### Text ###
NADEAU: Here in Italy, the scars of the holocaust are still there.

Liliana Segrae (ph) is a 93-year-old Holocaust survivor who was deported to Auschwitz concentration camp when she was 13 years old. She's the only one her from her family who survived.

She recently told the Italian parliament that she's worried about indifference to anti-Semitism today. Authorities are worried too.

GIUSEPPE PECORARO, NATIONAL COORDINATOR FOR THE FIGHT AGAINST ANTI- SEMITISM: The indifference is because when people aren't interested they are afraid to intervene. The worst thing is those who don't care. NADEAU: Luciano says he sees many Jewish people now hiding the fact

that they are Jewish, wearing a baseball cap over the yarmulke, or covering the logo of the Jewish school uniform.

MISANO: I wear the yarmulke. I keep wearing it when I do the tour because the time that you start to wear something to cover they have won. We have a Jewish school in the ghetto with 950 kids. We have more police. We keep living.

NADEAU: Barbie Latza Nadeau, CNN -- Rome.


VAUSE: Purdue Pharma's controversial opioid settlement with a number of U.S. states is now being heard before the Supreme Court. The drugmaker produced and promoted highly addictive oxycontin for years.

Under the deal, the Sackler family which owns Purdue Pharma would pay up to $6 billion dollars in damages which would go to the victims of the opioid crisis. The Sacklers would then be protected from future opioid related lawsuits.
###
Required action ▸ Reproduce the part of the transcript from "Under the deal, the" up to and including "opioid related lawsuits.". The items that come next are taken from a different source than the transcript.
### Excerpted records ###
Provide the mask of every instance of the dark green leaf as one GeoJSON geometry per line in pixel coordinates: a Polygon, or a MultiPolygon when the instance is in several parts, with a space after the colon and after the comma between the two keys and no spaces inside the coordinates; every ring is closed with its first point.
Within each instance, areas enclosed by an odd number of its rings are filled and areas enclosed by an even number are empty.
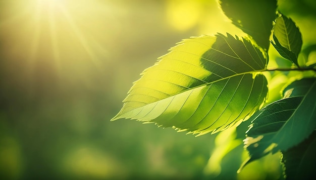
{"type": "Polygon", "coordinates": [[[287,179],[316,178],[316,131],[296,146],[283,152],[287,179]]]}
{"type": "Polygon", "coordinates": [[[302,47],[302,35],[298,28],[290,18],[281,15],[273,27],[272,44],[282,57],[291,60],[297,66],[298,54],[302,47]]]}
{"type": "Polygon", "coordinates": [[[259,111],[244,140],[250,159],[244,165],[270,152],[299,144],[316,127],[316,79],[294,81],[284,98],[259,111]]]}
{"type": "Polygon", "coordinates": [[[186,39],[145,69],[121,118],[202,134],[247,119],[264,101],[268,63],[249,41],[228,34],[186,39]]]}
{"type": "Polygon", "coordinates": [[[268,49],[277,1],[220,0],[220,3],[234,25],[251,36],[259,46],[268,49]]]}

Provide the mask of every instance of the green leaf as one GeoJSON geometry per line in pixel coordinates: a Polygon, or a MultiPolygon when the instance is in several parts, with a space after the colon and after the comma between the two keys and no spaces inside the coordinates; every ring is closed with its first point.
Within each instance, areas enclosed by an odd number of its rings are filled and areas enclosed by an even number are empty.
{"type": "Polygon", "coordinates": [[[272,45],[282,57],[288,59],[297,66],[298,54],[302,48],[302,35],[295,24],[290,18],[281,15],[273,27],[272,45]]]}
{"type": "Polygon", "coordinates": [[[203,36],[186,39],[134,82],[121,118],[193,133],[214,133],[246,120],[264,101],[267,59],[249,41],[203,36]]]}
{"type": "Polygon", "coordinates": [[[233,24],[268,49],[277,1],[220,0],[222,9],[233,24]]]}
{"type": "Polygon", "coordinates": [[[293,82],[283,91],[284,98],[254,115],[256,117],[244,140],[248,163],[270,153],[284,151],[306,138],[316,127],[316,79],[293,82]]]}
{"type": "Polygon", "coordinates": [[[316,178],[316,131],[298,145],[283,152],[287,179],[316,178]]]}

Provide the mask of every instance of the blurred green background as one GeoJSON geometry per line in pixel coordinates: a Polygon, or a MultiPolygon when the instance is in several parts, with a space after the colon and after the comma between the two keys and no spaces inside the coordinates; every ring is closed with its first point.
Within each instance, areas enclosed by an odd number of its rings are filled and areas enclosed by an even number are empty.
{"type": "MultiPolygon", "coordinates": [[[[278,153],[236,173],[250,122],[195,137],[110,121],[132,82],[176,43],[244,35],[217,3],[0,0],[0,178],[282,178],[278,153]]],[[[279,4],[304,44],[314,43],[314,2],[279,4]]]]}

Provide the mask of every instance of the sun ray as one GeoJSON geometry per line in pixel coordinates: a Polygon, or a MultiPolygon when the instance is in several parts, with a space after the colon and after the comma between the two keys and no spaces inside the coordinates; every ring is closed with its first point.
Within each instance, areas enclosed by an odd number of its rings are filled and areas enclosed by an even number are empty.
{"type": "Polygon", "coordinates": [[[49,33],[50,37],[50,41],[52,46],[52,55],[54,62],[55,63],[55,67],[58,71],[58,75],[60,75],[61,74],[61,62],[60,53],[58,46],[58,40],[56,29],[56,22],[55,19],[55,14],[54,10],[57,8],[56,5],[50,3],[49,6],[48,10],[48,22],[49,24],[49,33]]]}
{"type": "Polygon", "coordinates": [[[76,24],[75,21],[72,18],[71,15],[68,12],[67,10],[63,6],[60,5],[59,7],[64,15],[66,17],[68,23],[69,23],[72,31],[78,38],[81,45],[83,47],[84,49],[91,58],[91,60],[94,63],[95,66],[99,68],[100,67],[100,60],[94,53],[93,51],[92,51],[90,48],[86,39],[83,35],[83,33],[81,32],[80,29],[76,24]]]}
{"type": "Polygon", "coordinates": [[[36,63],[36,55],[38,53],[38,45],[41,34],[41,15],[42,9],[40,3],[37,3],[34,13],[34,24],[32,25],[34,27],[34,31],[32,35],[32,38],[30,46],[30,54],[28,59],[28,67],[30,72],[34,71],[35,63],[36,63]]]}

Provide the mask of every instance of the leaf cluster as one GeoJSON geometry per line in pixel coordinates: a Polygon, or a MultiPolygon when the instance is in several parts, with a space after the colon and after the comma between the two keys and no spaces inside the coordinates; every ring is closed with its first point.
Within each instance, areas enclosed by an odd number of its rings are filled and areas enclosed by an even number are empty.
{"type": "Polygon", "coordinates": [[[314,176],[302,163],[312,162],[306,156],[314,160],[316,65],[298,60],[304,52],[299,28],[277,11],[276,0],[219,3],[232,23],[248,36],[219,33],[183,40],[144,70],[112,120],[135,119],[201,135],[251,117],[244,140],[249,158],[239,171],[281,151],[287,177],[302,171],[314,176]],[[291,66],[268,68],[270,44],[291,66]],[[267,102],[271,82],[267,74],[290,71],[299,73],[279,82],[285,85],[279,99],[267,102]],[[296,170],[289,170],[293,169],[296,170]]]}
###
Solution for this problem ▸
Under the deal, the Sackler family which owns Purdue Pharma would pay up to $6 billion dollars in damages which would go to the victims of the opioid crisis. The Sacklers would then be protected from future opioid related lawsuits.